VORLIEGENDER TEXT:
★ ★ ★ ★ ★ ★ ★
Nationaltheater
Die durch den Kurfürst Karl Theodor 1777 gegründete Institution des Nationaltheaters hatte ihr erstes Theatergebäude im umgebauten ehemaligen Zeug- und Schütthaus des frühen 18. Jahrhunderts, auf dem heutigen Schillerplatz im Quadrat B 3. Das Ensemble unter dem damaligen Intendanten Dalberg gab 1779 sein Debut und gelangte mit der Uraufführung von Schillers »Die Räuber« zu deutschlandweitem Ruhm. Nach der Zerstörung des Gebäudes im Zweiten Weltkrieg wurde ein Wiederaufbau des Hauses wegen der beengten räumlichen Verhältnisse nie ernsthaft in Erwägung gezogen. Als die Konzeption eines »Schlosstheaters« schon bald nicht mehr den gewandelten Bedürfnissen und Ansprüchen der im Aufbau begriffenen Stadt entsprach, führte die Suche nach einem neuen Standort zum Goetheplatz.
★ ★ ★ ★ ★ ★ ★
BEREITGESTELLTE DATEN:
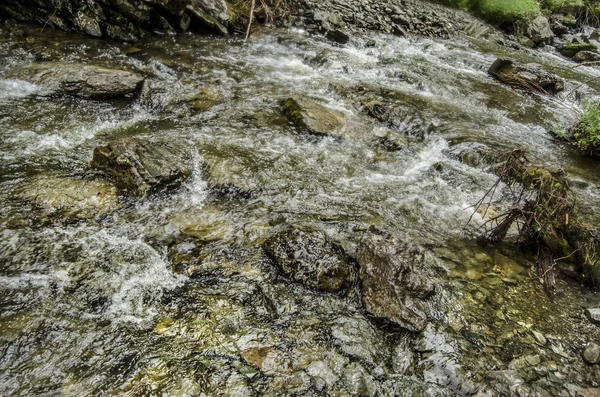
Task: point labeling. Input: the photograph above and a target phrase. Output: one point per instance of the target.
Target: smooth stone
(79, 79)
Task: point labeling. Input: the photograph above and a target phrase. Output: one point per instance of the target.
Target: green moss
(587, 133)
(562, 5)
(507, 11)
(573, 48)
(292, 110)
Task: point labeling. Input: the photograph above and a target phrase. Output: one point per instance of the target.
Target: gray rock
(88, 24)
(312, 117)
(79, 79)
(527, 77)
(586, 56)
(141, 167)
(308, 257)
(539, 31)
(69, 199)
(338, 36)
(394, 279)
(591, 353)
(593, 315)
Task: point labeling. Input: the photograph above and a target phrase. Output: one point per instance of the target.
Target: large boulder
(70, 200)
(308, 257)
(395, 279)
(79, 79)
(528, 77)
(309, 116)
(141, 167)
(539, 31)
★ ★ ★ ★ ★ ★ ★
AUFGABEN UND ÜBUNGEN:
(1) Beantworte anhand des Textes zum Nationaltheater:
(a) Wer gründete die Institution des Nationaltheaters, und in welchem Jahr?
(b) Mit welcher Uraufführung erlangte das Ensemble deutschlandweiten Ruhm?
(c) Zu welchem Platz führte die Suche nach einem neuen Standort?
(2) Bringe sämtliche Einträge aus den Daten oben, nicht den Text zum Nationaltheater, in die Form einer nummerierten Liste und lass dabei Leerzeilen weg. Die Bilder gehören nicht in die Antwort.

ERGEBNISSE IN REIHENFOLGE:
(1)
(a) Kurfürst Karl Theodor, 1777
(b) Mit der Uraufführung von Schillers »Die Räuber«
(c) Zum Goetheplatz

(2)
1. Task: point labeling. Input: the photograph above and a target phrase. Output: one point per instance of the target.
2. Target: smooth stone
3. (79, 79)
4. Task: point labeling. Input: the photograph above and a target phrase. Output: one point per instance of the target.
5. Target: green moss
6. (587, 133)
7. (562, 5)
8. (507, 11)
9. (573, 48)
10. (292, 110)
11. Task: point labeling. Input: the photograph above and a target phrase. Output: one point per instance of the target.
12. Target: gray rock
13. (88, 24)
14. (312, 117)
15. (79, 79)
16. (527, 77)
17. (586, 56)
18. (141, 167)
19. (308, 257)
20. (539, 31)
21. (69, 199)
22. (338, 36)
23. (394, 279)
24. (591, 353)
25. (593, 315)
26. Task: point labeling. Input: the photograph above and a target phrase. Output: one point per instance of the target.
27. Target: large boulder
28. (70, 200)
29. (308, 257)
30. (395, 279)
31. (79, 79)
32. (528, 77)
33. (309, 116)
34. (141, 167)
35. (539, 31)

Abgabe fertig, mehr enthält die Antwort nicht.